For the entries that follow, restate word for word the line containing "Where can the tall", the line containing "Where can the shrub", and every line that lies between them.

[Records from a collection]
————

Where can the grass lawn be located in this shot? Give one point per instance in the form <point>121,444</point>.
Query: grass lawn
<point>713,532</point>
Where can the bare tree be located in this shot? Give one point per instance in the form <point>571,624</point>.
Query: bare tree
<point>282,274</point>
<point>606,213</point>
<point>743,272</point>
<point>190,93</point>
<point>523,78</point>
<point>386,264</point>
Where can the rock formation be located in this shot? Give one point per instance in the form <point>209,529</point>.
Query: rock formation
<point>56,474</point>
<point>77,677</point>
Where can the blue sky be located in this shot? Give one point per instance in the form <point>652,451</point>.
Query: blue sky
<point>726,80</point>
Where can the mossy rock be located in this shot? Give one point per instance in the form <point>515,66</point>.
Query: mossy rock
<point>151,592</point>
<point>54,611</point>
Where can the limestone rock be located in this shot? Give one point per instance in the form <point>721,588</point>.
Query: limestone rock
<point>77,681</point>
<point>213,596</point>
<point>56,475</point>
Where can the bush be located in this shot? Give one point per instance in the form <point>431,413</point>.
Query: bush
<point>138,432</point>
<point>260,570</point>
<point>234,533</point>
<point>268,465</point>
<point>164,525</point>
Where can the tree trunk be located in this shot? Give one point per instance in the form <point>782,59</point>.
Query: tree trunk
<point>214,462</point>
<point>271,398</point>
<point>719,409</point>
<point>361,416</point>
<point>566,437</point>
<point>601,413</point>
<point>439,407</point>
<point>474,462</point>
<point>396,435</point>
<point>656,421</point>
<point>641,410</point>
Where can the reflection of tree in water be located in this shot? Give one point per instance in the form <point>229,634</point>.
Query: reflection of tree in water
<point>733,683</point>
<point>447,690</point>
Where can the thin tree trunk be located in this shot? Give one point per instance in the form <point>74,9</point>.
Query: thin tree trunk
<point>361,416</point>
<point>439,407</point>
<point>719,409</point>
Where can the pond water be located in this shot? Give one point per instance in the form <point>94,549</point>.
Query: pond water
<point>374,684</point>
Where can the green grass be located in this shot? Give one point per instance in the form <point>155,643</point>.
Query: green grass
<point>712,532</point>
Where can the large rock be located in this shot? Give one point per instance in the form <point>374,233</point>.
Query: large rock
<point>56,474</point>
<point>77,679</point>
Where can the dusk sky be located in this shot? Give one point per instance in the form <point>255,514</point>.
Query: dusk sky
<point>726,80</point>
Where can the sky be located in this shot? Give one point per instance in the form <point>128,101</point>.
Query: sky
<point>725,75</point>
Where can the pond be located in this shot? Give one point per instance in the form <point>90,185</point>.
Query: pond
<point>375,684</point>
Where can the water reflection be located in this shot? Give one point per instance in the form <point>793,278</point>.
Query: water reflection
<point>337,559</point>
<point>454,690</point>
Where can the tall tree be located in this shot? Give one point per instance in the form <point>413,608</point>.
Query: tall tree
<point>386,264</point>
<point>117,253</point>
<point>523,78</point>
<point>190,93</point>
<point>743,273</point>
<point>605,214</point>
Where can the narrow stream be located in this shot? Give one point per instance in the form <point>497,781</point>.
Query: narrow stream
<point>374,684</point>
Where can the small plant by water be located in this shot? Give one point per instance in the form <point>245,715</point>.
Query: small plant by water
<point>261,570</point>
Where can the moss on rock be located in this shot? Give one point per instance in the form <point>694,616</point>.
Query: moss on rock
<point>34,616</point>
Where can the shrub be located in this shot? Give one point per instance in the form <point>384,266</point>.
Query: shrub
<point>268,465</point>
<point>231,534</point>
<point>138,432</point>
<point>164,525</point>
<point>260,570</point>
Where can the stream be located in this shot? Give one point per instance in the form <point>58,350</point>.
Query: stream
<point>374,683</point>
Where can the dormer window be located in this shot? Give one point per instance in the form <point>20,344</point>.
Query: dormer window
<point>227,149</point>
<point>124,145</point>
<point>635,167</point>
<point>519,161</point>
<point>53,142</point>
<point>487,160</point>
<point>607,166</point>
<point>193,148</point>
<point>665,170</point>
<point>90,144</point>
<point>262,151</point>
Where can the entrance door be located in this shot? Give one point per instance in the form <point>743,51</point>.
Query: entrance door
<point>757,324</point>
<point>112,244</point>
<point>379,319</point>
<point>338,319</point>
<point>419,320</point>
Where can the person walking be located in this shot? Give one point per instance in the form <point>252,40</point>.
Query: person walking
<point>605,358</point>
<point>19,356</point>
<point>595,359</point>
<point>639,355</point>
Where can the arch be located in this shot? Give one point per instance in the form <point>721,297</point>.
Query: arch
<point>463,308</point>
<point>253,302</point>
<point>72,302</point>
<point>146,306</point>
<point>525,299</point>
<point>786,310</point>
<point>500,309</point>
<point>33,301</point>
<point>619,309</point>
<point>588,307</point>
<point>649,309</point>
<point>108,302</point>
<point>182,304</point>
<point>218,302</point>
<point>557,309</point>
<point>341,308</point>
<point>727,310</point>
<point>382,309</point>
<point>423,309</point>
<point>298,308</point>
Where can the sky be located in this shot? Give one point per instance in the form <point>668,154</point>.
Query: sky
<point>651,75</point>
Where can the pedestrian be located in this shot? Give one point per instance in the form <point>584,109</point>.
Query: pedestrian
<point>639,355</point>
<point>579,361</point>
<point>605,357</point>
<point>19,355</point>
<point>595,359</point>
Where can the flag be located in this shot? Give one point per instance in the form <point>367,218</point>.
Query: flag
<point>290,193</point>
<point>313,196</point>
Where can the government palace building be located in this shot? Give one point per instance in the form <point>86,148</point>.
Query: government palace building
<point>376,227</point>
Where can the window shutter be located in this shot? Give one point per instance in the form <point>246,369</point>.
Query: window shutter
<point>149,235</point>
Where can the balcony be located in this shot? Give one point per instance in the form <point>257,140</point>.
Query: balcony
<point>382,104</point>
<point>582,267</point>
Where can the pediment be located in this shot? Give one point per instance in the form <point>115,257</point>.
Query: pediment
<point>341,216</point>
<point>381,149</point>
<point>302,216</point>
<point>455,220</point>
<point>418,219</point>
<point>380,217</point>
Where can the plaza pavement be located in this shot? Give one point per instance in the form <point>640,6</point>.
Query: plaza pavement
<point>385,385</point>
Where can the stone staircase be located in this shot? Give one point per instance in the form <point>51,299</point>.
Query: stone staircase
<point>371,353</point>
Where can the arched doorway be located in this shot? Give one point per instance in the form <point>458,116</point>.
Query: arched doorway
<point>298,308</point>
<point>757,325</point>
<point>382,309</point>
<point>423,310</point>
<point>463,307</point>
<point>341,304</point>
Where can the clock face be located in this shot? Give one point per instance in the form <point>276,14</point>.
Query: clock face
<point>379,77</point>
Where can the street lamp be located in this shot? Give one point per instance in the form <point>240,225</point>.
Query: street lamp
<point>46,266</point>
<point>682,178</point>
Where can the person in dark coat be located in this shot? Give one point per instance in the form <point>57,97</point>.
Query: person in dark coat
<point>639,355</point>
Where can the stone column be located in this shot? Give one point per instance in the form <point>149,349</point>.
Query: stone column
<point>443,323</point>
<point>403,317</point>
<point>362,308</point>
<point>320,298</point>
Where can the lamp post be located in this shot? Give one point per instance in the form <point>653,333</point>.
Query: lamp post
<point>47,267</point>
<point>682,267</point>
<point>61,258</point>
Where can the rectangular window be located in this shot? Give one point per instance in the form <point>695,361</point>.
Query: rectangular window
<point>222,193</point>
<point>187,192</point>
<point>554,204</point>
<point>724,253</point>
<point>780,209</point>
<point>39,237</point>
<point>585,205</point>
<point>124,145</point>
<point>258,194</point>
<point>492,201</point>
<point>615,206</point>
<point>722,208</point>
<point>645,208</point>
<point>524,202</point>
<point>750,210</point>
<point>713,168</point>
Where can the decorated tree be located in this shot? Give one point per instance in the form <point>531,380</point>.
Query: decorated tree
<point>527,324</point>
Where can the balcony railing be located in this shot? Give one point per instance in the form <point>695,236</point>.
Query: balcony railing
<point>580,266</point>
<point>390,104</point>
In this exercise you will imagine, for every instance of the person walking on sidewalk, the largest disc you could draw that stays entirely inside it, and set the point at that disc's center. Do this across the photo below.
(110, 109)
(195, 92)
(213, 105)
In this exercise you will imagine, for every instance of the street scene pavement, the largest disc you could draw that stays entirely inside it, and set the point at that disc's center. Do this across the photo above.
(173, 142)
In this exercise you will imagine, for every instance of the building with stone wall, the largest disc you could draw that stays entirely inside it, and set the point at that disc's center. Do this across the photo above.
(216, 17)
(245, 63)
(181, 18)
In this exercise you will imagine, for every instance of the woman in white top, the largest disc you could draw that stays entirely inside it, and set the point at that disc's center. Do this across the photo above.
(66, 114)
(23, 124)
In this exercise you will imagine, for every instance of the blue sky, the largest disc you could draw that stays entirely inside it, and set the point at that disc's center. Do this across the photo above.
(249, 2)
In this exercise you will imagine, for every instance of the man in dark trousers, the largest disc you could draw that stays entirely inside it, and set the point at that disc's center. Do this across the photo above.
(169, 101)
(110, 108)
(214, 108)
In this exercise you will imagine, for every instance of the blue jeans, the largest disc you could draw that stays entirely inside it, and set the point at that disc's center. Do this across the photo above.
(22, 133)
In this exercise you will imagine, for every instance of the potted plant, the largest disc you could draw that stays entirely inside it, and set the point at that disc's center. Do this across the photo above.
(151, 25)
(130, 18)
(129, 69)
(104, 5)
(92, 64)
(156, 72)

————

Response box
Where can the tall tree be located in this shot? Give one point per instance in the form <point>413,608</point>.
Query: tall tree
<point>386,264</point>
<point>117,253</point>
<point>523,78</point>
<point>190,93</point>
<point>743,273</point>
<point>605,214</point>
Where can the narrow stream be located in this shot? Give one point per instance in the form <point>497,781</point>.
Query: narrow stream
<point>374,684</point>
Where can the small plant by water be located in this shot? Give one point per instance in the form <point>245,715</point>.
Query: small plant by water
<point>261,570</point>
Where can the moss on rock be located in this shot? Give one point per instance in the form <point>694,616</point>.
Query: moss on rock
<point>34,616</point>
Where can the shrub be located in this shot? Give one point per instance in the form <point>384,266</point>.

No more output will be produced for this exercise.